**** Data for analysis ****

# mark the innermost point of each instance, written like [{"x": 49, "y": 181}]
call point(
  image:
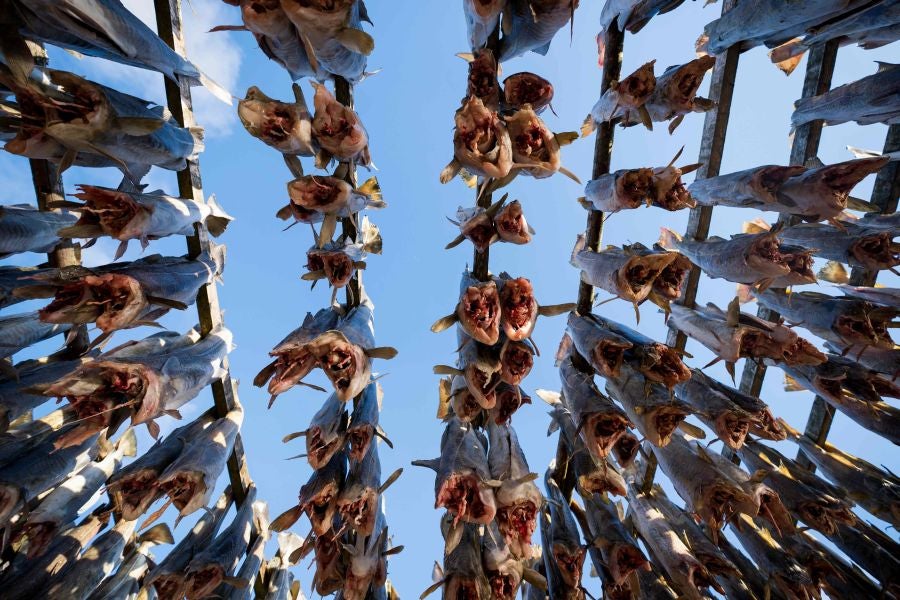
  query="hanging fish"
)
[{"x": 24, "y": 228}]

****

Problem requirements: Excluding the pictures, transcribe all of the entries exactly.

Solution below:
# mark the innermost point of each instance, written like [{"x": 49, "y": 181}]
call point(
  image:
  query="hanging fish"
)
[{"x": 24, "y": 228}]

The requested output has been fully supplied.